Records from a data source:
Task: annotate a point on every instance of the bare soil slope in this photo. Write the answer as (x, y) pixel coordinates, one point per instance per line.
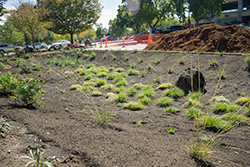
(210, 38)
(66, 129)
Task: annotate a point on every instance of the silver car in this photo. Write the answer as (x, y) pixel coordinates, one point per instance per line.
(7, 48)
(59, 44)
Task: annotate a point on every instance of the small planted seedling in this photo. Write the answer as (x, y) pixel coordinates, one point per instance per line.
(171, 130)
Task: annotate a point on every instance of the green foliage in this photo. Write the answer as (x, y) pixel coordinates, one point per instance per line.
(247, 63)
(133, 106)
(174, 93)
(224, 108)
(213, 62)
(164, 102)
(215, 123)
(145, 100)
(172, 110)
(194, 95)
(222, 75)
(80, 15)
(133, 72)
(164, 86)
(37, 159)
(92, 56)
(100, 83)
(28, 91)
(131, 91)
(171, 130)
(121, 98)
(101, 116)
(193, 113)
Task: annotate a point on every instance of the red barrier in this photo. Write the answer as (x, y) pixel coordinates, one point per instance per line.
(101, 43)
(149, 39)
(123, 44)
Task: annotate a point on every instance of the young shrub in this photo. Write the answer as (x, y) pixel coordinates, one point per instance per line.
(222, 75)
(108, 87)
(28, 91)
(164, 102)
(119, 70)
(138, 86)
(121, 98)
(215, 123)
(134, 106)
(140, 60)
(145, 101)
(192, 103)
(193, 113)
(149, 67)
(224, 108)
(96, 93)
(157, 61)
(133, 72)
(75, 87)
(111, 76)
(101, 74)
(131, 91)
(213, 62)
(236, 119)
(174, 93)
(92, 56)
(87, 88)
(164, 86)
(100, 83)
(88, 77)
(243, 101)
(172, 110)
(194, 95)
(247, 63)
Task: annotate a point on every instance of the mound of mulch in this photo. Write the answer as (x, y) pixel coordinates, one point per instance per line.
(209, 38)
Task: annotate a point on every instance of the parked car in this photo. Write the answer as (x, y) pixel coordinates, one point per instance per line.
(141, 36)
(59, 44)
(41, 46)
(9, 48)
(109, 38)
(245, 25)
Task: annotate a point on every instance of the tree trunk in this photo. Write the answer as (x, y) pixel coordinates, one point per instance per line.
(71, 38)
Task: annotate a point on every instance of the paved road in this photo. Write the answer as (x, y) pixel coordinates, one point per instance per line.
(118, 45)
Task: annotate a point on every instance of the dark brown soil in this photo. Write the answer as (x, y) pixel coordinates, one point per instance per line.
(209, 38)
(66, 129)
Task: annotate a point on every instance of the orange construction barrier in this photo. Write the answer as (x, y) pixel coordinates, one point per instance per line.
(149, 39)
(123, 44)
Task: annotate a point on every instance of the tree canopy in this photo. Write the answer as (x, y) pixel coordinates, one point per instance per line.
(29, 19)
(71, 16)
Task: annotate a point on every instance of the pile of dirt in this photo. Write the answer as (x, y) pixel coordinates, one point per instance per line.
(210, 38)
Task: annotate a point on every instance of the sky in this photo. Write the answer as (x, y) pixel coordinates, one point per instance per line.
(109, 10)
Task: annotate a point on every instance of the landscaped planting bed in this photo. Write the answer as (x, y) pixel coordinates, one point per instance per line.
(122, 108)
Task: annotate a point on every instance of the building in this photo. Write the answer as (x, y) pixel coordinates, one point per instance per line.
(234, 12)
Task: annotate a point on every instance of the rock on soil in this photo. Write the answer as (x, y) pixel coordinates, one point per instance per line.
(209, 38)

Exercise instructions:
Would you repeat, exactly and with nothing added, every line from the line containing "Task: annotate a point on every instance of the sky" through the last line of the records above?

Final answer:
Task: annotate a point on every instance of the sky in this photo. Write the answer as (x, y) pixel coordinates, one point per instance per line.
(109, 10)
Task: annotate a point on every instance of the landscaped planting bed in this photo. Write the answer as (x, y) pixel coordinates, one point per instance per line.
(122, 108)
Task: annotate a point on every instance of the building in this photo. Write the answer as (x, y) pixel coordinates, one point per instance per line.
(234, 12)
Task: annotate a point on every instance of the rock on soil in this photo. Write the answer as (x, y) pixel coordinates, one point per instance per line.
(209, 38)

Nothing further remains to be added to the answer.